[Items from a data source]
☆ ☆ ☆ ☆ ☆

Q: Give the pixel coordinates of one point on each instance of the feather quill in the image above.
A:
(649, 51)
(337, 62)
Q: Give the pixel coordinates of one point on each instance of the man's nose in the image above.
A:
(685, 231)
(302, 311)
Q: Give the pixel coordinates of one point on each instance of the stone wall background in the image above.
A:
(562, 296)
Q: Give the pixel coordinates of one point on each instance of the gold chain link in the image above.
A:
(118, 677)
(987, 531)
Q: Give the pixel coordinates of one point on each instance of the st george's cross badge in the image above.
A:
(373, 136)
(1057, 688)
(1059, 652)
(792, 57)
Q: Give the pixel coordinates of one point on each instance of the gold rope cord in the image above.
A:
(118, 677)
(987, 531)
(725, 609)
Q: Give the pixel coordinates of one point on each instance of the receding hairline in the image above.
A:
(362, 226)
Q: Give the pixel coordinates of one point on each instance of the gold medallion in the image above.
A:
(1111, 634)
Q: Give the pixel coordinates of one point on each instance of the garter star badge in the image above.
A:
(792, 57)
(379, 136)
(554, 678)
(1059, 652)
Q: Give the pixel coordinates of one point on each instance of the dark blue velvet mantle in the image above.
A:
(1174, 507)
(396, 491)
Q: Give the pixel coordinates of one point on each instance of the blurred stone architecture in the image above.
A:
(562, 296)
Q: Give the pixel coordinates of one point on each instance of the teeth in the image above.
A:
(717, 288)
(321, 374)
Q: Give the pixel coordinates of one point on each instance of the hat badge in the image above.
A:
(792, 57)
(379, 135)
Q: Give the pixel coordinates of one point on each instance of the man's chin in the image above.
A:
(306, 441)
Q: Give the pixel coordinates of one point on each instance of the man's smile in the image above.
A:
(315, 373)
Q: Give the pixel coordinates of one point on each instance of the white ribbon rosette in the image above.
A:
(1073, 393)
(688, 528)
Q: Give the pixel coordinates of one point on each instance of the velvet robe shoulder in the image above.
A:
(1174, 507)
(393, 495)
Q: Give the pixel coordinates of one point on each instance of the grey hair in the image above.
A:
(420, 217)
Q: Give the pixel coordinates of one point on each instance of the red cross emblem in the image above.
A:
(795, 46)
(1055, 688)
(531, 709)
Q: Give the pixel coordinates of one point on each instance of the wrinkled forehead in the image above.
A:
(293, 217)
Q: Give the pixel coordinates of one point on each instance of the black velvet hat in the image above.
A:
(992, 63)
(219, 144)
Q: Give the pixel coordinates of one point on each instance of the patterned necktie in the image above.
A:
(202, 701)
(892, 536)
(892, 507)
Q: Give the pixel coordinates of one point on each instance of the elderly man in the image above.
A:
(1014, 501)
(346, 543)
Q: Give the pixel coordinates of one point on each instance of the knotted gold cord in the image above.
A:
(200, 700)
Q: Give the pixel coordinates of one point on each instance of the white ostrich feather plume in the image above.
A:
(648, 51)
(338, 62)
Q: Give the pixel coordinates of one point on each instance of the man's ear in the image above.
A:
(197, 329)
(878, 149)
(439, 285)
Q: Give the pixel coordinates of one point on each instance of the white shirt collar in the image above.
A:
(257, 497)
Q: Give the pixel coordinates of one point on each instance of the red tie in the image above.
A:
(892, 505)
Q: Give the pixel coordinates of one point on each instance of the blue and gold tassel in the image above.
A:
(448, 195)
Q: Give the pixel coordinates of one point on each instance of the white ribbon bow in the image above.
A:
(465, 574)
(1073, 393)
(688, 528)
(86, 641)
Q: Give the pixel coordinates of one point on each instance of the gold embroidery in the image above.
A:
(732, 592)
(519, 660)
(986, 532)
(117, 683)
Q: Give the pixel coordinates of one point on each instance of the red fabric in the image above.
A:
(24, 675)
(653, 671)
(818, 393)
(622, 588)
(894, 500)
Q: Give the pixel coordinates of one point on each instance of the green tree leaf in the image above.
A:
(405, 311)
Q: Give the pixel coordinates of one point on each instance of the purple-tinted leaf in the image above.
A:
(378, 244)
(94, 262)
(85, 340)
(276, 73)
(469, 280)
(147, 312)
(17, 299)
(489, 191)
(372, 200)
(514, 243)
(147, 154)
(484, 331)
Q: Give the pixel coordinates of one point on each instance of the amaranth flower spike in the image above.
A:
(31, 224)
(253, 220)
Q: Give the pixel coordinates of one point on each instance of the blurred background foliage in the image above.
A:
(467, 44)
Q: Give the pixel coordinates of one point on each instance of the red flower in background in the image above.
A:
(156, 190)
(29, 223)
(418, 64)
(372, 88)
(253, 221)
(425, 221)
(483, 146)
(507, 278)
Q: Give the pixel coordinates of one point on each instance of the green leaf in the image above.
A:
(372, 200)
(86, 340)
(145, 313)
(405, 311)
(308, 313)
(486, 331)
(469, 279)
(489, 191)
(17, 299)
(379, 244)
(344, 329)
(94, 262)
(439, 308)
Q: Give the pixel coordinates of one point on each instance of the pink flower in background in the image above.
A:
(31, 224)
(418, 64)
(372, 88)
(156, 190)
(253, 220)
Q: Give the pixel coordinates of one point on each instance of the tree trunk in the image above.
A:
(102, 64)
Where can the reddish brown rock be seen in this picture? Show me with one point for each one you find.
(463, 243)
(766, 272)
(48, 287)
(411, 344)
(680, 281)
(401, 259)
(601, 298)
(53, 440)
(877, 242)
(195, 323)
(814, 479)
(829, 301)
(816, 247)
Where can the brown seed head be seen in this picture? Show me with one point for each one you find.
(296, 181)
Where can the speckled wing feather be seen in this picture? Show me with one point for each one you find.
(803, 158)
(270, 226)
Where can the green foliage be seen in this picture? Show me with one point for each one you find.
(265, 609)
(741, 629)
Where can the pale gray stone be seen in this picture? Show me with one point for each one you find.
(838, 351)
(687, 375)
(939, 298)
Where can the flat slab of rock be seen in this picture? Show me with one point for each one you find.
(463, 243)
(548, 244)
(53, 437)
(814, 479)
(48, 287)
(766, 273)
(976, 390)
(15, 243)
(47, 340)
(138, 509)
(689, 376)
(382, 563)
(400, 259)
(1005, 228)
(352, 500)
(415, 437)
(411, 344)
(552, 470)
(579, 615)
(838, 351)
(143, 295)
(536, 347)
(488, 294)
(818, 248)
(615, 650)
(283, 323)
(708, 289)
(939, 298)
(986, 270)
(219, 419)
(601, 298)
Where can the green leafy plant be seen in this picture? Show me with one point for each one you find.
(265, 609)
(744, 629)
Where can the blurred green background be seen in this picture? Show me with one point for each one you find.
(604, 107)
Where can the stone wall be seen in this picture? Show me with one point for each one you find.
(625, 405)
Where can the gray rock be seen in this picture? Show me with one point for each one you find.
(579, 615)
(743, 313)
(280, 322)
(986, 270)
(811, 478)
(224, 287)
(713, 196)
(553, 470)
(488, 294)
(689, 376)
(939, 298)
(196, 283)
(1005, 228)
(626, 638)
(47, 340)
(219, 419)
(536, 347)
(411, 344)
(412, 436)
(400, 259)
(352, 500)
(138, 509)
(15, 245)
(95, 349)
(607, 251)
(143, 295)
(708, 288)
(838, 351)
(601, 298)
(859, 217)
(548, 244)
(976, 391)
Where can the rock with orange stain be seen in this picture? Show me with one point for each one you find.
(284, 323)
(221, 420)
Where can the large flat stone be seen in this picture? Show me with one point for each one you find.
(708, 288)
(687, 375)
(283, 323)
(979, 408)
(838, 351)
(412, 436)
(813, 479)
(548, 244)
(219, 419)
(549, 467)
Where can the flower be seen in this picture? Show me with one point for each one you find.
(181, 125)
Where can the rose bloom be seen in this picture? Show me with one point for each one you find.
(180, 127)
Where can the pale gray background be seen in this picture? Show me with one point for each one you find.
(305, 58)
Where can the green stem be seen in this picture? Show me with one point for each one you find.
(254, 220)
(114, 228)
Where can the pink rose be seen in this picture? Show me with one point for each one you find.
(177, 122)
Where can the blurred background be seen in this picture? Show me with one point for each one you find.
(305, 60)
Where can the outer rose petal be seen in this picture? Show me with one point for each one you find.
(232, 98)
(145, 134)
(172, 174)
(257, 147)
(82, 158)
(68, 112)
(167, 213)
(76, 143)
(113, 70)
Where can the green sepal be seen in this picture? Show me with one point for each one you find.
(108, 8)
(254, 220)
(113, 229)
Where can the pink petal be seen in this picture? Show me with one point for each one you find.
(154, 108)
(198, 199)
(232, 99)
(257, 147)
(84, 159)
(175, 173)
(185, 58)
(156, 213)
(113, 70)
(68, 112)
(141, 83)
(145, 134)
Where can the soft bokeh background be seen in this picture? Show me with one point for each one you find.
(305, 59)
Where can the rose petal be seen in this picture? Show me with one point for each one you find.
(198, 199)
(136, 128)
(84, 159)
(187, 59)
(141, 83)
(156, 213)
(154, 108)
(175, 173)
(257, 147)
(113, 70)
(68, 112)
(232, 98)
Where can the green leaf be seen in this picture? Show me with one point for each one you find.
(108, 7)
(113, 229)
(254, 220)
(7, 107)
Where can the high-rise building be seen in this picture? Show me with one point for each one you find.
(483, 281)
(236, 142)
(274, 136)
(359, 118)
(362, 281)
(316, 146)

☆ ☆ ☆ ☆ ☆

THE REQUEST: Give back the lines above exactly, from the one with "Where can the green sepal" through the last line.

TASK RESPONSE:
Where can the green sepal be seen in this picture? Show me with one point for each one you find.
(108, 8)
(254, 220)
(113, 229)
Where can the pink petal be seen in this picture? Show me with one point for each one you find.
(154, 108)
(198, 199)
(232, 99)
(257, 147)
(84, 159)
(175, 173)
(185, 58)
(156, 213)
(113, 70)
(68, 112)
(141, 83)
(145, 134)
Where can the soft bokeh background be seen in this picture? Show me with one point for each one you find.
(305, 59)
Where can the rose petal be seen in this picture? Show me with one point for each one you find.
(198, 199)
(136, 128)
(84, 159)
(187, 59)
(141, 83)
(156, 213)
(154, 108)
(175, 173)
(257, 147)
(113, 70)
(68, 112)
(232, 98)
Where can the green leaf be seen in this picture? Show me with one point for each one you find.
(108, 7)
(113, 229)
(254, 220)
(7, 107)
Where can the high-rise building be seen in this picture? Show me with one point for each one you find.
(483, 281)
(236, 142)
(274, 136)
(359, 118)
(362, 281)
(316, 146)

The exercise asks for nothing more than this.